**What this exercise asks**:
A – In the energy market commentary, what derailed the upgrades that were meant to raise Kashagan oilfield production to 500kb/d?
B – Translate this sentence from the energy market commentary into Spanish: "In other news from Europe, Group of Seven finance ministers are expected to discuss a price cap on Russian oil when they meet tomorrow."

*** Text passage ***

Written on: September 1, 2022
Thursday, September 1, 2022
Energy futures are falling for a third consecutive session as of this writing Thursday morning. Lockdowns in China, the potential for a revival of the nuclear agreement with Iran, strength in the dollar and weakness in equities likely weighed on the price action. Energy traders have a busy day on the US economic calendar with weekly jobless claims, the Challenger Job-Cut report, the S&P Global Manufacturing PMI, ISM Manufacturing Index, construction spending, and the second estimate of second quarter productivity reports due out today.
Reuters reports French president Macron said he hopes the Joint Comprehensive Plan of Action (JCPOA, also known as the P5+1 nuclear agreement with Iran) will be concluded “in the next few days.” In other news from Europe, Group of Seven finance ministers are expected to discuss a price cap on Russian oil when they meet tomorrow. In supportive supply-side news this morning, two Reuters sources say that output at the Kashagan oilfield in Kazakhstan is running at about one quarter of its normal 400kb/d rate and that these low levels could persist through the end of next month. Upgrades last month were meant to increase production to 500kb/d but were derailed by a gas leak.

*** Dataset records ***

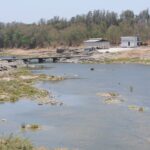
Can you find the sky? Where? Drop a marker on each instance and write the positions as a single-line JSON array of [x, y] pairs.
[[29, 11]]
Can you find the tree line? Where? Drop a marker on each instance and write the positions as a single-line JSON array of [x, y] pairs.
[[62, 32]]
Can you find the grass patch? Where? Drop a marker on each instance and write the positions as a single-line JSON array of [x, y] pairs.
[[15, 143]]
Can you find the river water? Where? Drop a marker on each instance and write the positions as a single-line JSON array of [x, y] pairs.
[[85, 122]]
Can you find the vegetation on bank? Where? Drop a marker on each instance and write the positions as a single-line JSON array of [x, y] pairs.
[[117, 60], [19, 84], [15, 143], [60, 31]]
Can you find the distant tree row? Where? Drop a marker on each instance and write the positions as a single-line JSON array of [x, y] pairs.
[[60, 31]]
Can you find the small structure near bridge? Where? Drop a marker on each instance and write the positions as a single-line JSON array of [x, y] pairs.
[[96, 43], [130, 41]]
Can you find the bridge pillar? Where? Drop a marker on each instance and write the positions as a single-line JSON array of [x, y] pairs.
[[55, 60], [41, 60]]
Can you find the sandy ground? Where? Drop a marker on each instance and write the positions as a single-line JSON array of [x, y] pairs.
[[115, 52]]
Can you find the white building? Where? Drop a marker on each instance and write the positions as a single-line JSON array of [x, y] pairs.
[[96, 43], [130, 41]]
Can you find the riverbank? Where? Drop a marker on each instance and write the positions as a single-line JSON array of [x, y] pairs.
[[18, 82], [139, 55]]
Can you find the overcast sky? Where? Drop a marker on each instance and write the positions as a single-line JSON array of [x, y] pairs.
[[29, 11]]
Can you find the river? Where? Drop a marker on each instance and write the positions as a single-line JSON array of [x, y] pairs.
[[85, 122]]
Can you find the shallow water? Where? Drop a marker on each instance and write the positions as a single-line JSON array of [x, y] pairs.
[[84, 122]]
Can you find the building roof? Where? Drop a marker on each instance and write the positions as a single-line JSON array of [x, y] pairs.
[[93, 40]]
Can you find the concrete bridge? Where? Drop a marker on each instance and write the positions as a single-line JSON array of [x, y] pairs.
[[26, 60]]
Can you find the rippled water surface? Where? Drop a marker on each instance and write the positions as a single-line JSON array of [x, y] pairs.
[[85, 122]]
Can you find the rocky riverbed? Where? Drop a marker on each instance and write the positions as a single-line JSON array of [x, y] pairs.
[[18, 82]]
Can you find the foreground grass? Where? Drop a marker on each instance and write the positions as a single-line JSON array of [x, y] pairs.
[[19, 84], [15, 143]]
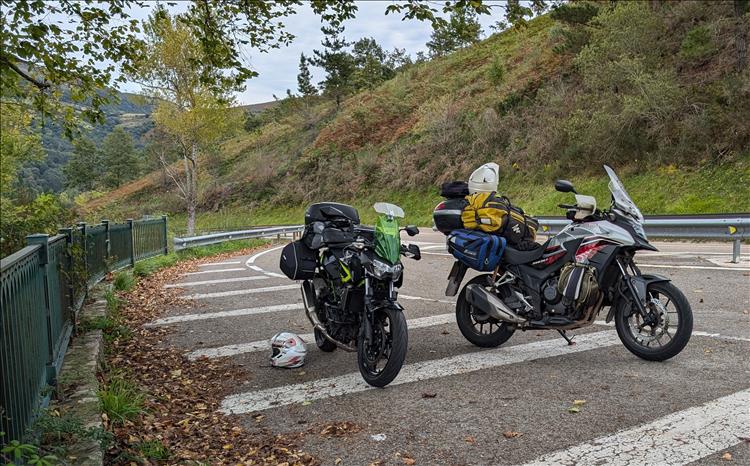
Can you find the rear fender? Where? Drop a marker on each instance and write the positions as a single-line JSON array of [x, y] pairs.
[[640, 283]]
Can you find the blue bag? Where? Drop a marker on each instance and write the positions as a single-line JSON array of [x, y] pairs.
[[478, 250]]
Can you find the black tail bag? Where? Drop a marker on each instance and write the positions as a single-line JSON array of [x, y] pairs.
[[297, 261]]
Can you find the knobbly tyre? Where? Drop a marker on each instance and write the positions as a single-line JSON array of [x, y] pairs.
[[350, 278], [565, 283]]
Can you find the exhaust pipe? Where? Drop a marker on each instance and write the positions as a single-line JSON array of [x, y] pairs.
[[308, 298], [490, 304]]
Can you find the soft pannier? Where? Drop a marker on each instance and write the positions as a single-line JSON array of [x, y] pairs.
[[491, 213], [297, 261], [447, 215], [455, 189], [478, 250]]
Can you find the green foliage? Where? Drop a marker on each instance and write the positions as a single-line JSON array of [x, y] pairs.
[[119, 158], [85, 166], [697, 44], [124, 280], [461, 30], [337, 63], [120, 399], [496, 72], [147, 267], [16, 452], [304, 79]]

***
*** Dataset records ***

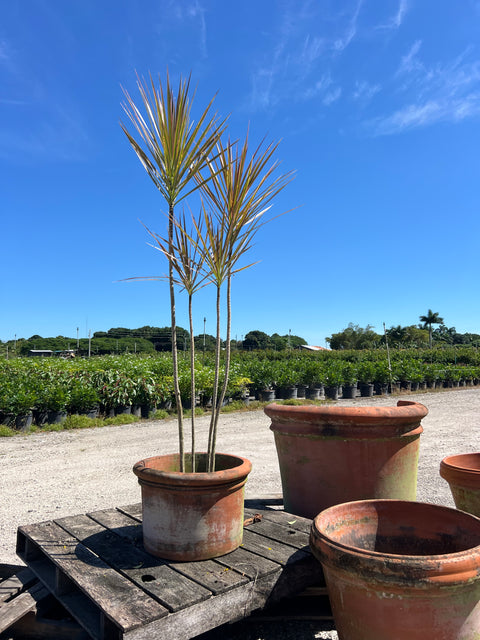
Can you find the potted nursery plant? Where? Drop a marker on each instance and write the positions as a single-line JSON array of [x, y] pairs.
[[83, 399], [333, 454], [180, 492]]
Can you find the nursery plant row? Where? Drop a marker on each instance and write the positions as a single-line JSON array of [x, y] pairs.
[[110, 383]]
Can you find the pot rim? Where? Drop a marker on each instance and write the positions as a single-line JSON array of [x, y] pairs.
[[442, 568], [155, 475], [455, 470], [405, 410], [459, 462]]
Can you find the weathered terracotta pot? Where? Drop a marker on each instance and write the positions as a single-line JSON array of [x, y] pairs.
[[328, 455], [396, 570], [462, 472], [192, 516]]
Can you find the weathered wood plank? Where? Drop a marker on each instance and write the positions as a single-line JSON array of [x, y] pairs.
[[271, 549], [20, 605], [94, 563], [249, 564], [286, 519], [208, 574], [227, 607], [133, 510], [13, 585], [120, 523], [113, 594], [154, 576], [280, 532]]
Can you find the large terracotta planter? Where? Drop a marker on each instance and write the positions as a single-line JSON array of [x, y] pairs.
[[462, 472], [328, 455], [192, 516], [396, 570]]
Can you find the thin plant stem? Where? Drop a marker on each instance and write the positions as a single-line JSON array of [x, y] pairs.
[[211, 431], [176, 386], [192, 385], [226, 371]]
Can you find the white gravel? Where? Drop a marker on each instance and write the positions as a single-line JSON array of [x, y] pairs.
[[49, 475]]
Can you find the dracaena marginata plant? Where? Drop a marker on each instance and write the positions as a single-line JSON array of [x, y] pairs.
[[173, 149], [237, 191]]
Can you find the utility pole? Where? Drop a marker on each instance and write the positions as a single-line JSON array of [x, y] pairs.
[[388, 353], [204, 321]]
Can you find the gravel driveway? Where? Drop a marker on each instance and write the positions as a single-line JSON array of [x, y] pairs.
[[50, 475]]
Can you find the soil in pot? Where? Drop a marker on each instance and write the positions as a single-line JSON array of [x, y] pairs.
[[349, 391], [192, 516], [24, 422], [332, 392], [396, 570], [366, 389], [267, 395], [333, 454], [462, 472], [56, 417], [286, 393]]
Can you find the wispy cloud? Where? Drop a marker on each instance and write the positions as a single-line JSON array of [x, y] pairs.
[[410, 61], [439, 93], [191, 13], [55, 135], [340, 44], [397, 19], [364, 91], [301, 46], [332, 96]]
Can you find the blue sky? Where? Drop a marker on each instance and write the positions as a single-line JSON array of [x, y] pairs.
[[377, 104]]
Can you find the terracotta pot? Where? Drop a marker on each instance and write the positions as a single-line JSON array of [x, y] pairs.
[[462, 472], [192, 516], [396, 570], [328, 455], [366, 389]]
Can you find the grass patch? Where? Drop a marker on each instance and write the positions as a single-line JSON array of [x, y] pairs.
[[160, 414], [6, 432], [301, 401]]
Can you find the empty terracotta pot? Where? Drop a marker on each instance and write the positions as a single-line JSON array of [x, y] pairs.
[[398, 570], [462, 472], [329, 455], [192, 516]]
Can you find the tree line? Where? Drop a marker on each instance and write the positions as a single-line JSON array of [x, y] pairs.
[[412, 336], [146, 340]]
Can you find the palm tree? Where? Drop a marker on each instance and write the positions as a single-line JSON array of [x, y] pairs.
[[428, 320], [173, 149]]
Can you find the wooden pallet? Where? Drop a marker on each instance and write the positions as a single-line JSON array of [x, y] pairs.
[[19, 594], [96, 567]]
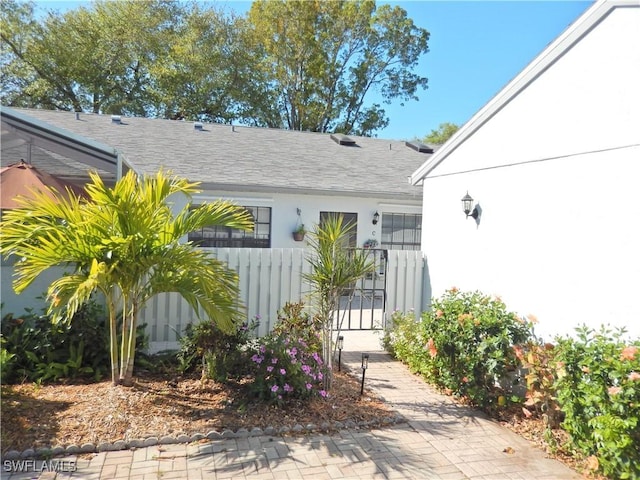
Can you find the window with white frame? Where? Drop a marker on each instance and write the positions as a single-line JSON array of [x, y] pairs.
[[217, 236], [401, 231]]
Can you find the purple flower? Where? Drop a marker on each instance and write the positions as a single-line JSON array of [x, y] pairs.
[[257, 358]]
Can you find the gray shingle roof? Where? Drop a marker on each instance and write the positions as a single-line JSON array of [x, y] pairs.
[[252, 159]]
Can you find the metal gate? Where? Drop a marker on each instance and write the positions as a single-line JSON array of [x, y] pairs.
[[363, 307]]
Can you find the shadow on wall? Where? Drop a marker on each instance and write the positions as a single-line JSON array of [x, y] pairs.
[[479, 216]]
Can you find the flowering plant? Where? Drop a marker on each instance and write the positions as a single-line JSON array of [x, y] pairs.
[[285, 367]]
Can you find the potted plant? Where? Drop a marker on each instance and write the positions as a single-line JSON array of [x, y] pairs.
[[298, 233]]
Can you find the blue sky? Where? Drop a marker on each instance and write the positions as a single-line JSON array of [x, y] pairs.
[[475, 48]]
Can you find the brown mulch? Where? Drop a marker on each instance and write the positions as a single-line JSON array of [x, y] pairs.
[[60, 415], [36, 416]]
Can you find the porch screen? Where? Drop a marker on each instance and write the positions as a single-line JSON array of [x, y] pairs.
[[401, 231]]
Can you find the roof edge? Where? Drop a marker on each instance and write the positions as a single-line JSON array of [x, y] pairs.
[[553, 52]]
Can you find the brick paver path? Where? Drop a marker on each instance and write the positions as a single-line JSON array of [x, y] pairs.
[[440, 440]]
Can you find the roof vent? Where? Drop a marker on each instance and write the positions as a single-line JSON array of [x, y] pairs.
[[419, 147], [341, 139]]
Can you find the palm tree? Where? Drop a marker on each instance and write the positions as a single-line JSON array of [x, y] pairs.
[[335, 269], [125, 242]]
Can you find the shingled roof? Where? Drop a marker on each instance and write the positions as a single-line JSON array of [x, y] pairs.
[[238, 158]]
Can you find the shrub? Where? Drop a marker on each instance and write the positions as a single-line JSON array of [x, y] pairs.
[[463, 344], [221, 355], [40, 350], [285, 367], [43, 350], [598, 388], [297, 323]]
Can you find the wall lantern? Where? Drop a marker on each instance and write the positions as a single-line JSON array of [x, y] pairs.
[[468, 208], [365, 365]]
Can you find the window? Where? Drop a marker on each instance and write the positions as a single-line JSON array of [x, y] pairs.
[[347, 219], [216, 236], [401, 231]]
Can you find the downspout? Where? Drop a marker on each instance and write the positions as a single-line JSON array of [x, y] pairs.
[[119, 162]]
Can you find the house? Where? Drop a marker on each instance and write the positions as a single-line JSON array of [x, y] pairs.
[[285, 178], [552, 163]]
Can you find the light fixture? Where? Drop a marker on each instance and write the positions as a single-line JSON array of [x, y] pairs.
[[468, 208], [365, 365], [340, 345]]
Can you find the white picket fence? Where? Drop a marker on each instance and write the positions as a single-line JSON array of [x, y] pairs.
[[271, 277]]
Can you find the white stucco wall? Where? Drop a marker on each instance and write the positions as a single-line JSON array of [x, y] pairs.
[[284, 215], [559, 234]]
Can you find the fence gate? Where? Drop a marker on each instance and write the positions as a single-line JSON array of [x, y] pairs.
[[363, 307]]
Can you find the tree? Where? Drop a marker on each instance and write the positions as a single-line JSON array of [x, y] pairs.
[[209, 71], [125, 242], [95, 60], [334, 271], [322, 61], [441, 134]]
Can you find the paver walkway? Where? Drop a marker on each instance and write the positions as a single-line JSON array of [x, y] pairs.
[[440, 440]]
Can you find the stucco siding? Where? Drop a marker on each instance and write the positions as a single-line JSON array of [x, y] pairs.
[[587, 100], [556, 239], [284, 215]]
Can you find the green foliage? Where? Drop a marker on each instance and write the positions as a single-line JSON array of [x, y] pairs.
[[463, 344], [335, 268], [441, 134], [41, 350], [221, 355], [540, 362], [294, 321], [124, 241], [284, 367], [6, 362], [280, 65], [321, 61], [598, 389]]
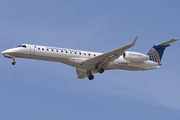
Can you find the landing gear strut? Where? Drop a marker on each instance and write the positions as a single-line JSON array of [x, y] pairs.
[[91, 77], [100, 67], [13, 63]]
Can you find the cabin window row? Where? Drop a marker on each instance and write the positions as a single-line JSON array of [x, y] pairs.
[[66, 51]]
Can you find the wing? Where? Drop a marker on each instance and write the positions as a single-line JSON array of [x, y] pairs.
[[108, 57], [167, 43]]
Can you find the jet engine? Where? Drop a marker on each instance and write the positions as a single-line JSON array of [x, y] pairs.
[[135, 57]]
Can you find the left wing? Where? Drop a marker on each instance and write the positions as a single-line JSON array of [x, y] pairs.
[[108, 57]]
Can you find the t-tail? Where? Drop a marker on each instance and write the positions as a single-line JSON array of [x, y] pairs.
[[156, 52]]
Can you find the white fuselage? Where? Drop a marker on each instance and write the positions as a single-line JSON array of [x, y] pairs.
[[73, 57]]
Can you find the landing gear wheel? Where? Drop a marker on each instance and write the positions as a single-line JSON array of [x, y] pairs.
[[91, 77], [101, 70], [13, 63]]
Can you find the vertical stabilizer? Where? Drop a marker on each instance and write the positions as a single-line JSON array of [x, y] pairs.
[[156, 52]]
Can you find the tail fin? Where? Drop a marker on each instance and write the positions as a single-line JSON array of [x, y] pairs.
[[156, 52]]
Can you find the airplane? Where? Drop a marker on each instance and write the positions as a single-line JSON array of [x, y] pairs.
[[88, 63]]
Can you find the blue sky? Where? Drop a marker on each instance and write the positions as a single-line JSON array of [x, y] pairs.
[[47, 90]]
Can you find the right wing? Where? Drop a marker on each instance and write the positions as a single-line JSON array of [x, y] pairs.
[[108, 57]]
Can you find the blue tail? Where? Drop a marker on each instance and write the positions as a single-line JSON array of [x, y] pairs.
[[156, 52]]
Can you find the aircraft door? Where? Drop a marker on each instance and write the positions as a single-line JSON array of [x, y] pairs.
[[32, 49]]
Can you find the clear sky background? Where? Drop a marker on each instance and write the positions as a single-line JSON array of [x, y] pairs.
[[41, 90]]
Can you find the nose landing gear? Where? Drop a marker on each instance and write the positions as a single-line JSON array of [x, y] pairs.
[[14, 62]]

***

**Written answers**:
A – A gas leak.

B – En otras noticias de Europa, se espera que los ministros de Finanzas del Grupo de los Siete discutan un tope al precio del petróleo ruso cuando se reúnan mañana.